Work required. Only the text of the records below belongs in the answer, copied exactly, with pictures omitted.

===== Records for this task =====

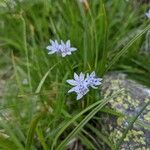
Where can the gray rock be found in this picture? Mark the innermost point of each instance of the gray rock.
(129, 103)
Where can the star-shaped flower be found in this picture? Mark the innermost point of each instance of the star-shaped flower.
(66, 49)
(82, 84)
(63, 48)
(148, 14)
(53, 48)
(92, 80)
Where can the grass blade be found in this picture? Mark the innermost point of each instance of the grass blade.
(130, 126)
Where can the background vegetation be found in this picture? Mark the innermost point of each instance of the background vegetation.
(36, 112)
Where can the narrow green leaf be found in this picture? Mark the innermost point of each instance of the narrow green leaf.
(125, 49)
(84, 121)
(32, 129)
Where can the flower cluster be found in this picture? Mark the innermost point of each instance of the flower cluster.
(63, 48)
(148, 14)
(81, 83)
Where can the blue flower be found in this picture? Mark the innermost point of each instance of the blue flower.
(66, 49)
(148, 14)
(54, 47)
(63, 49)
(82, 84)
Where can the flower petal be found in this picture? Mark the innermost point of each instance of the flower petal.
(82, 76)
(76, 77)
(68, 43)
(73, 49)
(72, 82)
(72, 90)
(79, 96)
(51, 52)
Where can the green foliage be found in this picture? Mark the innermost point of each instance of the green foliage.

=====

Solution for this task.
Where can the gray rock be found in this picture? Mark the innermost point of each instance of the gray rock.
(129, 103)
Where can the star-shaped flower be found in this picture? Mark the innermost point of each instance of the star-shaped flower.
(66, 49)
(82, 84)
(63, 48)
(148, 14)
(53, 48)
(92, 80)
Where can the grass blade be found in this picture? Mark the innermost point of each instance of the grass blade.
(130, 126)
Where can the background vegetation be found in this picture? Mark the innermost point of each instance of the background vegetation.
(36, 112)
Where can the narrow green leaf be found in this picture? Mark the innermost point of each instance of the narrow green leaf.
(125, 49)
(84, 121)
(32, 129)
Where can the flower cluster be found in this picture? Mark the innermost point of each instance of the flower cluster.
(63, 48)
(148, 14)
(81, 83)
Where can the blue flower be found in this picture? Mark the innermost point of each instance of the blue flower.
(66, 49)
(148, 14)
(54, 47)
(63, 49)
(82, 84)
Where can the flower petal be found in this picture? Mark the innermost point of each instance of the flower petal.
(82, 76)
(76, 77)
(68, 43)
(73, 49)
(72, 82)
(72, 90)
(79, 96)
(51, 52)
Where can the green foliage be found in this picture? Mark the innermost point of each instance of the green foliage.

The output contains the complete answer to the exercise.